[Pointing records]
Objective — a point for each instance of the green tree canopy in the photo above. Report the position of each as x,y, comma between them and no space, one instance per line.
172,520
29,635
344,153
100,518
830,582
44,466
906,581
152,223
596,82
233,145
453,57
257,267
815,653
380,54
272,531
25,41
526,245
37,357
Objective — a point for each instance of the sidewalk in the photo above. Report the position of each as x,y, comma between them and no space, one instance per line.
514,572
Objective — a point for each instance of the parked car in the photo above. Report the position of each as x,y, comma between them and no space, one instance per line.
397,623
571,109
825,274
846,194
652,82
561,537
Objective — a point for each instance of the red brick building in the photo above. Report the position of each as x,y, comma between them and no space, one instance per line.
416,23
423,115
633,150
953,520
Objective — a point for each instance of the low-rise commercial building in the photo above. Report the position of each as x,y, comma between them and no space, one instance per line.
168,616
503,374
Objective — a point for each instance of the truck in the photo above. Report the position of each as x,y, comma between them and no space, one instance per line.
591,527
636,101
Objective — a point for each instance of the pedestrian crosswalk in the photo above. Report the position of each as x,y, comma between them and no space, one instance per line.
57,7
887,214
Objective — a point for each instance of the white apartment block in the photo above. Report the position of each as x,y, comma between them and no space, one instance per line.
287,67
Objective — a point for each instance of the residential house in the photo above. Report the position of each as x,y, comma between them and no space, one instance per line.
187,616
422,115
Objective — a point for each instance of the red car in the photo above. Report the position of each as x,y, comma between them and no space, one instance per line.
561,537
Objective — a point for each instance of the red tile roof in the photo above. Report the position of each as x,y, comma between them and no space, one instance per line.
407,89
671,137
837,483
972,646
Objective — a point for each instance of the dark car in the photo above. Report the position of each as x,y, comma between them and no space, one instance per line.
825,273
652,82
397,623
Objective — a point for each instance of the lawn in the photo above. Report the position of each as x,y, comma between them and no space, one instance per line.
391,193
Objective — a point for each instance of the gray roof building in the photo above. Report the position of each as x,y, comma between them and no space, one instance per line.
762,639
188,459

■ Directions for this task:
Could you output the lines above as a JSON list of strings, one string per line, leaving out any blank lines?

■ Task output:
[
  "Objective — a point for each instance of the green tree canopy in the photo above. Report the position of each as x,y, comma between them and no space, one instance per line.",
  "172,520",
  "29,635",
  "344,153",
  "100,518",
  "830,582",
  "44,466",
  "906,581",
  "152,223",
  "596,82",
  "233,145",
  "453,57",
  "257,267",
  "815,653",
  "380,54",
  "272,531",
  "25,41",
  "526,245",
  "37,357",
  "Objective — a point for each instance of the sidewalk in the photo above. Report the position of each as x,y, comma between them and no space, one instance per line.",
  "514,572",
  "Objective — a point for each instance of the parked car in the photo above. Report the position of each as x,y, comma between them and no space, one instance per line.",
  "397,623",
  "571,109",
  "825,274",
  "846,194",
  "652,82",
  "561,537",
  "Objective — a point for each instance of the red brick building in the photo above. Report the position of each as x,y, comma between them and no space, one instance per line.",
  "416,23",
  "423,115",
  "633,150",
  "953,520",
  "Objective — a point for each instance of the low-rise commercial building in the photo above. Report the position of each as x,y, comma between them and no space, one instance per line.",
  "168,616",
  "503,374",
  "Objective — a point for each instance of the truck in the photo above. Report the position of each as x,y, comma between them and no space, one instance per line.",
  "591,527",
  "636,101",
  "Objective — a point for each instance of the pedestrian crosswalk in the photo above. Report the position of each as x,y, comma between them and no space, one instance per line.",
  "57,7",
  "887,214",
  "Objective — a point for each instance of the white apartment block in the photo above. Report the position of each as x,y, comma between them and no space, one instance per line.",
  "287,67",
  "Objective — a point for each instance of the residential house in the photo above. Report the position of each as x,y, comma between them and no space, one instance per line.",
  "187,616",
  "422,115",
  "Objective — a point for each instance of the red car in the photo above. Report the position of each as x,y, comma between them and no space, one instance per line.",
  "561,537",
  "Objective — a point for each instance of the red tile roof in the photo above. Report the position of each as x,y, comma between them and no space, one instance per line.",
  "407,89",
  "671,137",
  "837,483",
  "972,646",
  "Objective — a point for each instance of the dark car in the photo above. Report the position of each as x,y, comma between them and no space, one instance per line.",
  "825,273",
  "652,82",
  "397,623",
  "Objective — a point for each instance of the lawn in the photo above. Report the position of each as x,y, comma between them and no space, one instance per line.",
  "391,193",
  "Objective — a point for each instance of the gray roof building in the photo above. Report the position of each as x,y, comma between them and no space, one instance per line.",
  "762,639",
  "188,459"
]